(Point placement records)

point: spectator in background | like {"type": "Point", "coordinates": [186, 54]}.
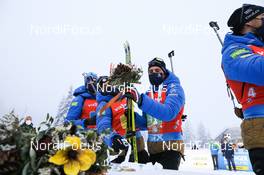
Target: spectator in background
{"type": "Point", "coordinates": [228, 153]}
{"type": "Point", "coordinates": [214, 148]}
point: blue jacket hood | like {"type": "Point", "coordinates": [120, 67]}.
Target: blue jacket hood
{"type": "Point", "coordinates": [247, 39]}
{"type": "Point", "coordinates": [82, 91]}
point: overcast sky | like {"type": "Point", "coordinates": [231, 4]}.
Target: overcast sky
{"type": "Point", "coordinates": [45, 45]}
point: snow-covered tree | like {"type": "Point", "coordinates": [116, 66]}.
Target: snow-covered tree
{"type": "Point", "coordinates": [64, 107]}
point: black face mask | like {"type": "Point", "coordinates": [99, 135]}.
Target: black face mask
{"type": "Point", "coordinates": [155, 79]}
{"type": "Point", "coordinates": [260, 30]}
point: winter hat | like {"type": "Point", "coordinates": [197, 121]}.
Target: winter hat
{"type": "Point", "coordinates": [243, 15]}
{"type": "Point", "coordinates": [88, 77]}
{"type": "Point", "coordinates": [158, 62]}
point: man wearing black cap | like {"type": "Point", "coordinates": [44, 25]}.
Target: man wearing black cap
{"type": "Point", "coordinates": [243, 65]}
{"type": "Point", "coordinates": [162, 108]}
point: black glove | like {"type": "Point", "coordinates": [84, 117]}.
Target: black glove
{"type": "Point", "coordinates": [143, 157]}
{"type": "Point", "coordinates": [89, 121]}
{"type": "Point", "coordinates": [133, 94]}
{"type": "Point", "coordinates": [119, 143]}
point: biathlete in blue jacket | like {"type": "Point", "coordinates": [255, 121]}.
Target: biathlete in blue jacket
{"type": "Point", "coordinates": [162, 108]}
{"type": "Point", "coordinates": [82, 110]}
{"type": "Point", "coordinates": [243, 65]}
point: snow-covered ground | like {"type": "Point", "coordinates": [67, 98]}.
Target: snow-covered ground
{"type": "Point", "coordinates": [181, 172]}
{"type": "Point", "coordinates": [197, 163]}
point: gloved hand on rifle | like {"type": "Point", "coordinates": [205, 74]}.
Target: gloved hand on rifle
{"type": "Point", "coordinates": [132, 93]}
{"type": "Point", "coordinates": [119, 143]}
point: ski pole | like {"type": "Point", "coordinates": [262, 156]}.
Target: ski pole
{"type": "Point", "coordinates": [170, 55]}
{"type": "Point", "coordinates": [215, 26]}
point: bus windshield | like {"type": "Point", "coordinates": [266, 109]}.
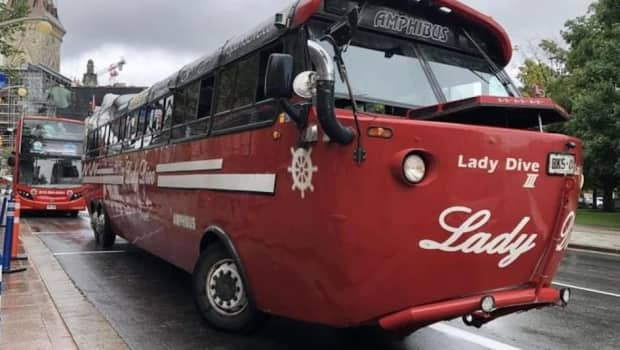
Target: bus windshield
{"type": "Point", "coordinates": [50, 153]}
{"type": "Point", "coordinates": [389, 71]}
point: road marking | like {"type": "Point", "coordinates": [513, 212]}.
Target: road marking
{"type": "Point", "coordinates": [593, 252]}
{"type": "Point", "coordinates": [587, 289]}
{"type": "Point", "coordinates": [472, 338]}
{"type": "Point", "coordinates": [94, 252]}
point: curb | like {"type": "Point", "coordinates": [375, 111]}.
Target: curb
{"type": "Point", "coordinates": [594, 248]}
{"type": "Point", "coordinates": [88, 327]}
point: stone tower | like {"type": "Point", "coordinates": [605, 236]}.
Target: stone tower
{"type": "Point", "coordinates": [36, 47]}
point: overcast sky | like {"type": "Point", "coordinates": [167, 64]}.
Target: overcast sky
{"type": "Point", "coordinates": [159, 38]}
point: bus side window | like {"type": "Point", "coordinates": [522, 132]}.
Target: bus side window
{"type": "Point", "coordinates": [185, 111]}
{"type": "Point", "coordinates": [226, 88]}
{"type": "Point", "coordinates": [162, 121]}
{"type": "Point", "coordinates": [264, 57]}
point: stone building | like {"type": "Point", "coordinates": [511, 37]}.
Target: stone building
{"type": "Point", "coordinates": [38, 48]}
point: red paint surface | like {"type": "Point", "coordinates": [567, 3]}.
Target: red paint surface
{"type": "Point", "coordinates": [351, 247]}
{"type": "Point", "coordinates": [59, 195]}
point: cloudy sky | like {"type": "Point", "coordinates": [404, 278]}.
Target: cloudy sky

**Task requirements:**
Go through the listing above and write it out again exactly, dropping the pictures.

**Result of the exercise:**
point: spectator in background | like {"type": "Point", "coordinates": [186, 54]}.
Target: spectator in background
{"type": "Point", "coordinates": [228, 153]}
{"type": "Point", "coordinates": [214, 148]}
point: blue jacket hood | like {"type": "Point", "coordinates": [120, 67]}.
Target: blue jacket hood
{"type": "Point", "coordinates": [247, 39]}
{"type": "Point", "coordinates": [82, 91]}
point: overcast sky | like {"type": "Point", "coordinates": [231, 4]}.
Target: overcast sky
{"type": "Point", "coordinates": [45, 45]}
point: snow-covered tree | like {"type": "Point", "coordinates": [116, 66]}.
Target: snow-covered tree
{"type": "Point", "coordinates": [64, 107]}
point: black face mask | like {"type": "Point", "coordinates": [99, 135]}.
Target: black face mask
{"type": "Point", "coordinates": [155, 79]}
{"type": "Point", "coordinates": [260, 30]}
point: winter hat | like {"type": "Point", "coordinates": [197, 121]}.
Target: winter hat
{"type": "Point", "coordinates": [243, 15]}
{"type": "Point", "coordinates": [88, 77]}
{"type": "Point", "coordinates": [158, 62]}
point: man wearing black cap | like {"type": "Point", "coordinates": [44, 25]}.
Target: man wearing black cap
{"type": "Point", "coordinates": [243, 65]}
{"type": "Point", "coordinates": [162, 108]}
point: black glove | like {"type": "Point", "coordinates": [84, 117]}.
Target: black glove
{"type": "Point", "coordinates": [143, 157]}
{"type": "Point", "coordinates": [89, 121]}
{"type": "Point", "coordinates": [133, 94]}
{"type": "Point", "coordinates": [119, 143]}
point: biathlete in blue jacket | like {"type": "Point", "coordinates": [255, 121]}.
Target: biathlete in blue jacket
{"type": "Point", "coordinates": [162, 108]}
{"type": "Point", "coordinates": [82, 110]}
{"type": "Point", "coordinates": [243, 65]}
point: snow-covered ground | like {"type": "Point", "coordinates": [67, 98]}.
Target: snow-covered ground
{"type": "Point", "coordinates": [181, 172]}
{"type": "Point", "coordinates": [197, 163]}
point: gloved hand on rifle | like {"type": "Point", "coordinates": [205, 74]}.
Target: gloved hand on rifle
{"type": "Point", "coordinates": [132, 93]}
{"type": "Point", "coordinates": [119, 143]}
point: ski pole | like {"type": "Point", "coordinates": [262, 156]}.
Target: ski pole
{"type": "Point", "coordinates": [170, 55]}
{"type": "Point", "coordinates": [215, 26]}
point: bus windshield | like {"type": "Point", "coordinates": [266, 109]}.
Target: bus windshield
{"type": "Point", "coordinates": [50, 153]}
{"type": "Point", "coordinates": [389, 71]}
point: road marking | like {"type": "Point", "coordinates": [513, 212]}.
Target: road marking
{"type": "Point", "coordinates": [593, 252]}
{"type": "Point", "coordinates": [587, 289]}
{"type": "Point", "coordinates": [472, 338]}
{"type": "Point", "coordinates": [94, 252]}
point: curb | like {"type": "Point", "coordinates": [375, 111]}.
Target: curb
{"type": "Point", "coordinates": [594, 248]}
{"type": "Point", "coordinates": [88, 327]}
point: stone tower | like {"type": "Point", "coordinates": [605, 236]}.
Target: stone tower
{"type": "Point", "coordinates": [36, 47]}
point: overcast sky | like {"type": "Point", "coordinates": [167, 64]}.
Target: overcast sky
{"type": "Point", "coordinates": [159, 38]}
point: bus side window | like {"type": "Point", "coordinates": [522, 132]}.
Target: bus side window
{"type": "Point", "coordinates": [185, 111]}
{"type": "Point", "coordinates": [226, 88]}
{"type": "Point", "coordinates": [162, 121]}
{"type": "Point", "coordinates": [264, 57]}
point: stone building | like {"type": "Point", "coordinates": [511, 37]}.
Target: stone building
{"type": "Point", "coordinates": [38, 48]}
point: red paint surface | like {"type": "Point", "coordinates": [567, 3]}.
Target: red paint surface
{"type": "Point", "coordinates": [351, 247]}
{"type": "Point", "coordinates": [59, 195]}
point: cloudy sky | like {"type": "Point", "coordinates": [404, 278]}.
Target: cloudy sky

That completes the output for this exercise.